(Point annotations for photos)

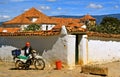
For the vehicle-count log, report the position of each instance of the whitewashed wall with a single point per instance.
(102, 50)
(52, 48)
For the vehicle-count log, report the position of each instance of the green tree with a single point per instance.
(32, 27)
(108, 25)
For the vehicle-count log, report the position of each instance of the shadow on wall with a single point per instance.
(39, 43)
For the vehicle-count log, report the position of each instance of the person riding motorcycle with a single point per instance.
(27, 49)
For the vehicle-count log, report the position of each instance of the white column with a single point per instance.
(71, 49)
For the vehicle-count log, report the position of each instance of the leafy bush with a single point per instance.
(108, 25)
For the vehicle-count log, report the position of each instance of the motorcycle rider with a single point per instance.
(27, 49)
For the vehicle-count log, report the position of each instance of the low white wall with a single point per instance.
(52, 48)
(102, 50)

Required work: Rewrite the records with "vehicle-count log" changed to "traffic survey" wherever it appears, keeping every other line and point the same. Omit the pictures from your answer.

Final result:
For the traffic survey, report the position of each instance of the whitewashed wall with a single point per instance.
(102, 50)
(52, 48)
For the traffic survey, report the position of each instance of the green tree with a single point per instance.
(32, 27)
(108, 25)
For the traffic survey, report the position of each instance of the shadow on wall with a single point per instance.
(39, 43)
For the traffic survey, report the position of each instance of the person riding motorcycle with a single point per instance.
(27, 49)
For the traffic survey, report the position of each instance of the white column with a single point per instance.
(71, 49)
For the traffic survey, report the position of each instance of the leafy bush with a single point per instance.
(108, 25)
For the traffic survey, report the position of each instance of the motorcycle rider with a single point per instance.
(27, 49)
For the traffic survey, report the position of each instance of the low white wall with a single point per instance.
(52, 48)
(102, 50)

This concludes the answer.